(Extracted data entries)
========================

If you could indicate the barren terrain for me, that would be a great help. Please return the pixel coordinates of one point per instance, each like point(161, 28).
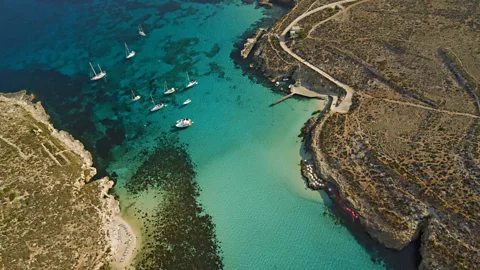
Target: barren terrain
point(407, 155)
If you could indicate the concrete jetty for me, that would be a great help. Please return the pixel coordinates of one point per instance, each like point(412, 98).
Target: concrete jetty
point(247, 47)
point(301, 91)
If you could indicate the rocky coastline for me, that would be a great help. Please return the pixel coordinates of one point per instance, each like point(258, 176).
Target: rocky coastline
point(50, 174)
point(396, 202)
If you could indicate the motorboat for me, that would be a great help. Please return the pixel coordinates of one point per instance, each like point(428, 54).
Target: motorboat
point(140, 31)
point(128, 54)
point(168, 91)
point(97, 76)
point(135, 97)
point(190, 83)
point(156, 107)
point(183, 123)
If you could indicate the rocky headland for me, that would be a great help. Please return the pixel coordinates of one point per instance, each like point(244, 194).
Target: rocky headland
point(52, 215)
point(405, 154)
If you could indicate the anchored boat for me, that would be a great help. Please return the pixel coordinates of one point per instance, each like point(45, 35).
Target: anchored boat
point(97, 76)
point(156, 107)
point(183, 123)
point(128, 53)
point(135, 97)
point(140, 31)
point(190, 83)
point(168, 91)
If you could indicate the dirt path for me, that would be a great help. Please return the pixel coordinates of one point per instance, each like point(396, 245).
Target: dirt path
point(420, 106)
point(344, 106)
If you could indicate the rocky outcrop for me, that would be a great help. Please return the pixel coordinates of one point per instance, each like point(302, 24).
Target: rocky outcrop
point(404, 157)
point(55, 216)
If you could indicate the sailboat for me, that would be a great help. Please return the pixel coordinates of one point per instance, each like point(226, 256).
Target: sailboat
point(169, 91)
point(128, 53)
point(190, 83)
point(156, 107)
point(135, 97)
point(96, 76)
point(183, 123)
point(140, 31)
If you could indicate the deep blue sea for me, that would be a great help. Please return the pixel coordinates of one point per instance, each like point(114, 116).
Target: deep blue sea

========================

*Exercise:*
Reproduce the material above word for word, leaving out the picture.

*Solution to this task:*
If you could indicate the barren terrain for me, that would be a great help. Please return the pixel coordinates of one point per instance, each like point(161, 28).
Target: barren terrain
point(407, 155)
If you could indicate the concrete jetty for me, that would be a great help. Please return the pixel coordinates of one point per instance, each like point(412, 98).
Target: concrete jetty
point(247, 47)
point(301, 91)
If you could indicate the rocky coastline for me, that would be a great help. Please return the pixel coordinates of one point per instance, each like point(258, 176).
Target: rocky coastline
point(50, 174)
point(396, 202)
If you could indicate the motorboat for me, that would be a great help. Please return the pixel coordinates of one point per instance, each like point(428, 54).
Target: motorboat
point(140, 31)
point(128, 54)
point(168, 91)
point(97, 76)
point(135, 97)
point(190, 83)
point(156, 107)
point(183, 123)
If you could indicate the rocky headland for me, that would be a great help. Please return the pixel coordinates of one point per instance, each like point(244, 194).
Target: rocky headland
point(52, 215)
point(405, 154)
If you could indicate the anchored boat for me, that would be a great help. Please return the pixel coordinates of one point per instance, each like point(45, 35).
Target: anchored boat
point(97, 76)
point(156, 107)
point(183, 123)
point(128, 53)
point(135, 97)
point(140, 31)
point(190, 83)
point(168, 91)
If you could indicate the dirt path for me, that would be a great help. Please return the pixel coordinates of one point per instance, each like point(396, 245).
Target: dirt path
point(420, 106)
point(344, 106)
If you could indicate the rocky outcrop for me, that would be a great help. Please return the pixel coordinates of one point per instance, each like point(302, 24).
Target: rocky outcrop
point(404, 157)
point(55, 216)
If you could indicate the sailboat for me, that would be a great help. Please return the pixel coordinates of one point per instance, each like point(226, 256).
Target: sailboat
point(169, 91)
point(128, 53)
point(190, 83)
point(156, 107)
point(135, 97)
point(96, 76)
point(183, 123)
point(140, 31)
If you could indicate the deep blue sea for me, that would be a great help. Please return the pixel coordinates of one point per instance, each like point(114, 116).
Target: deep blue sea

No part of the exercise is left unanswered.